begin
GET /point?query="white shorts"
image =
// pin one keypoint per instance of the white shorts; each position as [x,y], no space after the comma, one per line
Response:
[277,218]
end
• CHALLENGE: Update the listing so that every "white shorts" becomes "black shorts", and leave everything else unchanged.

• TASK RESPONSE:
GET /point?query="black shorts"
image =
// pin one keypoint per instance of the black shorts; each position as [x,y], no space after the comma, one per line
Response:
[277,218]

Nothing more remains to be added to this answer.